**Aim of the exercise**
Every entry below has to appear again in your reply, word for word, but no picture may.

Data excerpts
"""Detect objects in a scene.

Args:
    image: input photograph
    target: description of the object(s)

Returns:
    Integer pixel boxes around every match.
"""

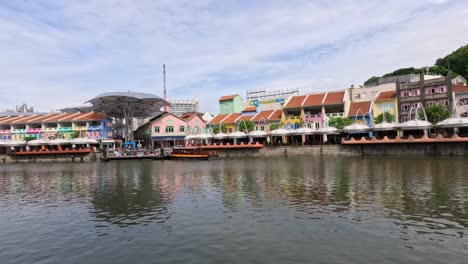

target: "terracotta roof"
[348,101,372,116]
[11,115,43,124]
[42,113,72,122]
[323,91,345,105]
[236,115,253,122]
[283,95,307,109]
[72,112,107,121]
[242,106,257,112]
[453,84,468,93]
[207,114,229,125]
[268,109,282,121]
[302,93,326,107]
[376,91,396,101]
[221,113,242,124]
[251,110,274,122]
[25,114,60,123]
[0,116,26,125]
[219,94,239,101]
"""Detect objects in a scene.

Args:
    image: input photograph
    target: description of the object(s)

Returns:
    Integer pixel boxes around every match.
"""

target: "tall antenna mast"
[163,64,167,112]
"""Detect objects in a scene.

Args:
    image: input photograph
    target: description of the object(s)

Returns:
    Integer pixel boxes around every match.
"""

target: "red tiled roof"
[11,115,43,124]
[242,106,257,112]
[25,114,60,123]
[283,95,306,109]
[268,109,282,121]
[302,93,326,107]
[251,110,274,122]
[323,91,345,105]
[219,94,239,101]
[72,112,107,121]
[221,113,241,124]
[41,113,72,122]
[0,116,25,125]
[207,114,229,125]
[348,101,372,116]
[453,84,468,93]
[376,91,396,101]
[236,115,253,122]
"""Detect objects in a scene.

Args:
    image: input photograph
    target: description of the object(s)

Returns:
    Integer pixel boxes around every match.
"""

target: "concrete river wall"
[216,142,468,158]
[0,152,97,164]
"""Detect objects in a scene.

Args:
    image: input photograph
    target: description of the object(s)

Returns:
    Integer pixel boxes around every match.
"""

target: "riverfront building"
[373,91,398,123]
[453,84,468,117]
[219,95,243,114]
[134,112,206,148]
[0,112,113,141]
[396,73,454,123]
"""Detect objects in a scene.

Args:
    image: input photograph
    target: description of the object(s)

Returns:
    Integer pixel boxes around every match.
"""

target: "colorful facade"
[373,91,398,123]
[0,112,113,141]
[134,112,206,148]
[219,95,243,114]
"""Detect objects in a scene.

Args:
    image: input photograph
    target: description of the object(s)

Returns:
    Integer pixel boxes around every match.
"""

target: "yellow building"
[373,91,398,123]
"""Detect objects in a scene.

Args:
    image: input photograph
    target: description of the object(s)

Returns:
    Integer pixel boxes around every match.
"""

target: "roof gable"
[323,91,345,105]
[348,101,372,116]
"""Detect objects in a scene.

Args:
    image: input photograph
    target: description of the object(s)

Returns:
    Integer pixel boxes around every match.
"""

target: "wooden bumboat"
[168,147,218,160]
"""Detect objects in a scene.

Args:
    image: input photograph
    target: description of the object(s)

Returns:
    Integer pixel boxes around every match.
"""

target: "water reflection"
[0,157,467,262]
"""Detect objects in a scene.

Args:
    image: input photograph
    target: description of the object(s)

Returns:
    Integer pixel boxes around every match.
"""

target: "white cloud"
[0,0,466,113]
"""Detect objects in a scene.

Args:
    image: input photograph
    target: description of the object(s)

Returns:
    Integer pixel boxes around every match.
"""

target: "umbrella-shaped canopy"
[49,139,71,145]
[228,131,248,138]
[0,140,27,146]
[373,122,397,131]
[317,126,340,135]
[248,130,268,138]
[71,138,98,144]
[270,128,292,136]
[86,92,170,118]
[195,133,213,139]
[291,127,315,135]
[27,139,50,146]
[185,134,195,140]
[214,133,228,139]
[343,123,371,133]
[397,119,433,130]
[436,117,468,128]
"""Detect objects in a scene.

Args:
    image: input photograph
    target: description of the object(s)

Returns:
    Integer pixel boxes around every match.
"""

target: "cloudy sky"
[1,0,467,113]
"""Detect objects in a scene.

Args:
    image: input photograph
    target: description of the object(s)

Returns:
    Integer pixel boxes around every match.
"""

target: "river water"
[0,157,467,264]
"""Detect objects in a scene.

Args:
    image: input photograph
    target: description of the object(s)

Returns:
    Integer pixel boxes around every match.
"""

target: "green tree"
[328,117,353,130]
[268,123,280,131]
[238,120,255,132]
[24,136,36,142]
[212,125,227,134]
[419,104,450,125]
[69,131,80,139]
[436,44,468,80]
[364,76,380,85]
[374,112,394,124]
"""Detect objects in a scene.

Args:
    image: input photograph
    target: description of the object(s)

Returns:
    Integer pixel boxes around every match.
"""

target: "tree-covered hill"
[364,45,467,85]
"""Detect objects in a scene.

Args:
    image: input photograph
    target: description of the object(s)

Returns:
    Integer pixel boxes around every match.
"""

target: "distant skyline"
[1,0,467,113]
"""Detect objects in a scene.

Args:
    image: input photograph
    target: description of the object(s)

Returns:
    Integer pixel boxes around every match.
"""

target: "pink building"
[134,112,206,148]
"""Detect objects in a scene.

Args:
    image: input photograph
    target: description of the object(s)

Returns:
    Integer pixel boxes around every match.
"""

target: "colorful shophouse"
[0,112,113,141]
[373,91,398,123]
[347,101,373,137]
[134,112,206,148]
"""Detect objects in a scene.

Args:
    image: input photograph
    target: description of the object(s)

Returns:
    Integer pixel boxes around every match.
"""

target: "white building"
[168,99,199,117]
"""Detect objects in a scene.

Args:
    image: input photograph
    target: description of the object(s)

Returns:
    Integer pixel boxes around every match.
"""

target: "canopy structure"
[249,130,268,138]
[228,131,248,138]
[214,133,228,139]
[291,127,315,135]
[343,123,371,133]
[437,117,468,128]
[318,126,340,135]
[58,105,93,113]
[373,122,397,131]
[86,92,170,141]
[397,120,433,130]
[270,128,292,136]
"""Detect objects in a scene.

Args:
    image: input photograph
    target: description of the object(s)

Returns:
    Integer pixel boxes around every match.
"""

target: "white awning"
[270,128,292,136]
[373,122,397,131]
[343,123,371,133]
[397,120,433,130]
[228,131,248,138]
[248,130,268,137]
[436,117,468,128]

**Task result**
"""Detect objects in a scene.

Args:
    image: input photograph
    target: description of the object(s)

Returns:
    Integer pixel boxes around every match.
"""


target: "terracotta roof"
[348,101,372,116]
[11,115,43,124]
[42,113,72,122]
[323,91,345,105]
[236,115,253,122]
[283,95,307,109]
[72,112,107,121]
[242,106,257,112]
[453,84,468,93]
[207,114,229,125]
[268,109,282,121]
[302,93,326,107]
[376,91,396,101]
[221,113,242,124]
[251,110,274,122]
[25,114,60,123]
[0,116,26,125]
[219,94,239,101]
"""Detect objects in a scene.

Args:
    image: input photograph
    target: description of the object(s)

Returns:
    Integer pixel boxes around every match.
"""

target: "tall antenna mast"
[163,64,167,112]
"""Detect objects in a scene.

Args:
    image: input photograph
    target: description of the object(s)

Returns:
    Integer pixel boxes around every match.
"""

target: "red tiled roof"
[11,115,43,124]
[242,106,257,112]
[25,114,60,123]
[283,95,306,109]
[268,109,282,121]
[302,93,326,107]
[251,110,274,122]
[323,91,345,105]
[219,94,239,101]
[72,112,107,121]
[221,113,241,124]
[41,113,72,122]
[0,116,25,125]
[207,114,229,125]
[348,101,372,116]
[453,84,468,93]
[376,91,396,101]
[236,115,253,122]
"""Detect objects in a scene.

Args:
    image: input photograph
    target: description of the object(s)

Returns:
    Integer pixel boxes around every match.
"""

target: "concrete river wall"
[216,142,468,158]
[0,152,97,164]
"""Detect objects in a scene.

Args:
    image: input photograph
    target: description of the object(s)

Returns:
    Integer pixel boxes around every match.
"""

target: "riverfront building"
[373,91,398,123]
[453,84,468,117]
[219,95,243,114]
[134,112,206,148]
[0,112,113,141]
[396,73,454,123]
"""Detect objects in a scene.

Args:
    image: input photograph
    target: description of the object(s)

Returns:
    Integer pixel boxes around every match.
"""

target: "colorful facade"
[373,91,398,123]
[0,112,113,141]
[134,112,206,148]
[219,95,243,114]
"""Detect objects in a scene.

Args:
    image: input photograph
    target: description of the object(s)

Returns:
    Integer pixel boxes around every match.
"""

target: "yellow building"
[373,91,398,123]
"""Detect objects in a scene.

Args:
    image: input photograph
    target: description of the object(s)

Returns:
    Integer pixel boxes around every match.
"""

target: "roof gable"
[323,91,345,105]
[348,101,372,116]
"""Detect objects in a scene.

Args:
    image: input photograph
    target: description of the object(s)

Returns:
    Integer pixel boxes around every match.
"""

target: "wooden bumboat"
[168,147,218,160]
"""Detect objects in a scene.

Args:
    image: input photograph
    target: description of the object(s)

Returns:
    Integer pixel boxes around every match.
"""

target: "water reflection"
[0,157,467,262]
"""Detect objects in a scene.

Args:
    image: input photograph
    target: description of the object(s)

Returns:
    Integer pixel boxes around every match.
"""

target: "white cloud"
[0,0,466,113]
"""Detect objects in a scene.

Args:
    image: input photograph
    target: description of the object(s)

Returns:
    Integer pixel boxes around every match.
"""

target: "umbrella-shaped canopy"
[49,139,71,145]
[228,131,248,138]
[0,140,27,146]
[373,122,397,131]
[317,126,340,135]
[248,130,268,138]
[71,138,98,144]
[270,128,292,136]
[86,92,170,118]
[195,133,213,139]
[291,127,315,135]
[27,139,50,146]
[185,134,195,140]
[214,133,228,139]
[343,123,371,133]
[397,119,433,130]
[436,117,468,128]
"""Detect objects in a scene.

Args:
    image: input photograph
    target: description of the object(s)

Returns:
    Integer pixel boxes around every match.
"""

target: "cloudy sky"
[1,0,467,113]
"""Detect objects in a scene.

Args:
    image: input photograph
    target: description of the object(s)

Returns:
    Integer pixel boxes around every match.
"""

target: "river water"
[0,157,467,264]
"""Detect objects in a scene.

Args:
    image: input photograph
    target: description of the object(s)

Returns:
    Integer pixel boxes around every match.
"""

target: "green tree"
[328,117,353,130]
[268,123,280,131]
[238,120,255,132]
[24,136,36,142]
[212,125,227,134]
[419,104,450,125]
[69,131,80,139]
[436,44,468,80]
[364,76,380,85]
[374,112,394,124]
"""Detect objects in a scene.

Args:
    image: input photograph
    target: description of the object(s)

Returns:
    Integer pixel boxes around every match.
"""

target: "tree-covered hill"
[364,45,467,85]
"""Detect objects in a scene.

Args:
    image: input photograph
    target: description of the object(s)

Returns:
    Integer pixel boxes around every match.
"""

target: "distant skyline"
[1,0,467,113]
"""Detect objects in a scene.

Args:
    image: input photograph
    target: description of the object(s)

Returns:
    Integer pixel boxes around every match.
"""

target: "pink building"
[134,112,206,148]
"""Detect objects in a scene.

Args:
    image: input photograph
    target: description of the object(s)

Returns:
    Integer pixel boxes around every match.
"""

target: "colorful shophouse"
[0,112,113,141]
[373,91,398,123]
[347,101,373,137]
[134,112,206,148]
"""Detect objects in a scene.

Args:
    image: input photograph
    target: description of the object(s)

Returns:
    Integer pixel boxes around every match.
"""

target: "white building"
[168,99,199,117]
"""Detect objects in a scene.

Args:
    image: input photograph
    target: description of the object(s)

Returns:
    Integer pixel boxes around every match.
"""

target: "canopy structure"
[249,130,268,138]
[228,131,248,138]
[214,133,228,139]
[291,127,315,135]
[343,123,371,133]
[437,117,468,128]
[318,126,340,135]
[58,105,93,113]
[373,122,397,131]
[86,92,170,141]
[397,120,433,130]
[270,128,292,136]
"""Detect objects in a scene.

Args:
    image: input photograph
    target: description of the object(s)

Returns:
    Integer pixel boxes around every match.
"""

target: "white awning"
[270,128,292,136]
[373,122,397,131]
[343,123,371,133]
[397,120,433,130]
[228,131,248,138]
[248,130,268,137]
[436,117,468,128]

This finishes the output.